[PASSAGE GIVEN]:
....................

European Urban Charter (Excerpts)
Theme 6. Urban Safety and crime prevention
PRINCIPLES
1. A coherent Safety and crime prevention policy must be based on prevention, law enforcement and mutual support. 2. A local Safety policy must be based on up-to-date comprehensive statistics and information. 3. Crime prevention involves every member of the community. 4. An effective urban Safety policy depends on close co-operation between the police and the local community. 5. A local anti-drug policy must be defined and applied. 6. Programmes for preventing relapse and developing alternatives to incarceration are essential. 7. Support for victims is a key component of any local urban Safety policy 8. Crime prevention must be recognised as a social priority and command increased financial resources.
Concerning the European Union, the development of a crime prevention model came later. While the Stockholm Conference (1996) examined the link between crime prevention and social exclusion, it was the Amsterdam Treaty that marked an important step in the area of crime prevention at the European Union level. Indeed, in its Article 29 it mentions crime prevention (and not organised crime) amongst the policies of the European Union working towards an area of freedom, security and justice.
Treaty of Amsterdam (Excerpts)
Article 29
Without prejudice to the powers of the European Community, the Union’s objective shall be to provide citizens with a high level of protection within an area of freedom, security and justice, by developing common action among the Member States in the fields of police and judicial co-operation in criminal matters and by preventing and combating racism and xenophobia.
That objective shall be achieved by preventing and combating crime, organised or otherwise, in particular terrorism, trafficking in persons and offences against children, illicit drug trafficking and illicit arms trafficking, corruption and fraud [...].
Subsequently, the European Council of Tampere (1999) stressed the importance of this objective in its conclusions, calling for the integration of crime prevention in the strategies for combating crime and setting study priorities, which would then be taken up by the European Crime Prevention Network and the European funding line, Hippokrates[2].
European Council of Tampere (Excerpts)
VIII. Preventing crime at the level of the Union 41. The European Council calls for the integration of crime prevention aspects into actions against crime as well as for the further development of national crime prevention programmes. Common priorities should be developed and identified in crime prevention, in the external and internal policy of the Union, and be taken into account when preparing new legislation. 42. The exchange of best practices should be developed, the network of competent national authorities for crime prevention and co-operation between national crime prevention organisations should be strengthened, and the possibility of a Community-funded programme should be explored for these purposes. The first priorities for this co-operation could be juvenile, urban and drug-related crime.
Other dates, such as the Praia da Falesia Conference (4-5 May 2000), which was the occasion for defining the guiding lines for future actions in prevention at the European level, brought out the involvement of the European Union in prevention policies.
In general, prevention was broached in the European Union:
‘vertically’, i.e., in relation to certain types of crime such as trafficking in persons or the sexual exploitation of children; and ‘horizontally’, in particular when it was a question of studying crime victims within the European Union.
The notion of crime prevention at the European level
Crime
Although crime encompasses criminal acts committed by individuals, the European Commission distinguishes between:
crime in the literal sense, i.e., acts qualified as crimes in national legislation; criminality, which corresponds to a less serious but more frequent level of criminal offence (e.g., thefts, receiving stolen goods, muggings, fraud, etc.); the violence that is tending to spread in the most diverse environments (in the street, sports stadiums, schools, family organisations, etc.); and incivility, which, without constituting a criminal offence, can create an atmosphere of tension and insecurity.

....................

Data entries

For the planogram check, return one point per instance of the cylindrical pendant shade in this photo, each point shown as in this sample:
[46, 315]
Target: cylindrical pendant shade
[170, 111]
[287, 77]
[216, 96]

....................

[WORK INSTRUCTIONS]:
(A) Answer these questions using the passage on European crime prevention:
(i) Which article of the Treaty of Amsterdam mentions crime prevention?
(ii) What did the European Council of Tampere name as the first priorities for co-operation?
(iii) On what dates was the Praia da Falesia Conference held?
(B) Extend the passage on European crime prevention, starting after its final sentence.
The items have no connection to the passage on European crime prevention.

[TASK RESPONSES]:
(A)
(i) Article 29
(ii) Juvenile, urban and drug-related crime
(iii) 4-5 May 2000

(B)
Prevention
For the European Commission[3], crime prevention covers all the activities that contribute to stopping or reducing crime as a social phenomenon, both quantitatively and qualitatively, be it through permanent, structured measures or through ad hoc initiatives. These activities are characteristic of all the players capable of playing a preventive role, whether from the public (legal, law-enforcement and social services), volunteer (associations) or private (businesses) sectors.
As the States do, the European Union distinguishes between different approaches to prevention, depending on whether they concentrate on victims, perpetrators, persons or groups at risk, or on risky situations. It is also necessary to differentiate between categories of prevention measures according to whether their aim is the reduction of opportunities, the reduction of social and economic factors that favour the development of crime, or the prevention of victimisation.
Objectives and priorities of crime prevention for the European Union
This is a matter of:
Reducing the opportunities that facilitate crime; Attenuating the factors that facilitate entering into crime as well as relapse; Avoiding victimation; Reducing the feeling of insecurity; Promoting a culture of legality; Preventing the infiltration of economic structures by criminal elements.
In order to achieve these objectives, the European Union hopes to ensure better co-ordination of existing policies. Thus, ties will have to be made with social policy or even urban policy (as such, the Parliament, the Council of Regions and the European Commission stress the urban dimension of crime prevention policies in their work).
Furthermore, the Commission supported the initiative taken by the French presidency and Sweden concerning the creation of a European network of crime prevention focussing in particular on the points raised during the European Council in Tampere. More precisely, the breakdown of the work priorities of this organisation is:
Juvenile delinquency:
the risk factors: alcohol, drugs, limited economic and social resources; the impact of programmes aimed at behaviour modification; judicial and reparative practices; the partnership between the police and social services for preventing juvenile delinquency.
Urban crime:
Here, the Commission mentions ‘the events that effect life at the local level’, more particularly: burglaries, criminal acts against automobiles and persons as well as graffiti and vandalism. Here, priority measures will concern social mediation (resolution of conflicts), the reduction of crime through urban renewal and architecture plans and the finalising of norms for automobile building.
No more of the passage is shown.